_What to work on_.
**a.** Rewrite the stretch of the piece on Adonis and Jesus from "Martin Luther King on" through "of Jesus Christ.", with "Adonis" changed to "Tammuz".
**b.** Name every city mentioned in the piece on Adonis and Jesus.

Martin Luther King on Adonis and Jesus



Below is an another extract from Dr Martin Luther King’s essay The Influence of the Mystery Religions on Christianity, this time making links between the death, descent into Hades and resurrection of the god Adonis with the fate of Jesus Christ.

'Another popular religion which influenced the thought of early Christians was the worship of Adonis. As is commonly known Antioch was one of the earliest seats of Christianity. It was in this city that there was celebrated each year the death and resurrection of the god Adonis. This faith had always exerted its influence on Jewish thought, so much so that the prophet Ezekiel found it necessary to scold the women of Jerusalem for weeping for the dead Tammuz (Adonis) at the very gate of the temple. When we come to Christian thought the influence seems even greater, for even the place at Bethlehem selected by the early Christians as the scene of the birth of Jesus was none other than an early shrine of this pagan god – a fact that led many to confuse Adonis with Jesus Christ.

'It was believed that this god suffered a cruel death, after which he descended into hell, rose again, and then ascended into Heaven. Each following {year} there was a great festival in commemoration of his resurrection, and the very words, "The Lord is risen," were probably used. The festival ended with the celebration of his ascension in the sight of his worshippers. Needless to say that this story of the death and resurrection of Adonis is quite similar to the Christian story of the death and resurrection of Christ. This coincidence had led many critics to suppose that the story of the burial and resurrection of Jesus is simply a myth borrowed from this pagan religion. Whether these critics are right in their interpretation or not still remains a moot question.

_Available data_.
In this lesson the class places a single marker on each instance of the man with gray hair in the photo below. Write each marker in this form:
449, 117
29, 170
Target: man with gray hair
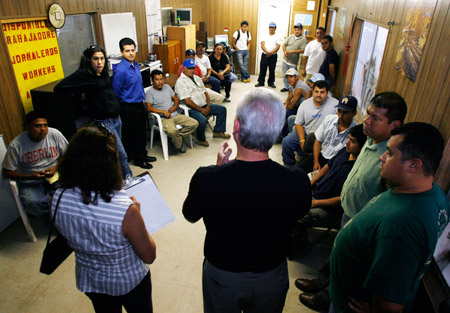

_Exercise solutions_.
**a.**
Martin Luther King on Tammuz and Jesus



Below is an another extract from Dr Martin Luther King’s essay The Influence of the Mystery Religions on Christianity, this time making links between the death, descent into Hades and resurrection of the god Tammuz with the fate of Jesus Christ.

**b.** Antioch, Jerusalem, Bethlehem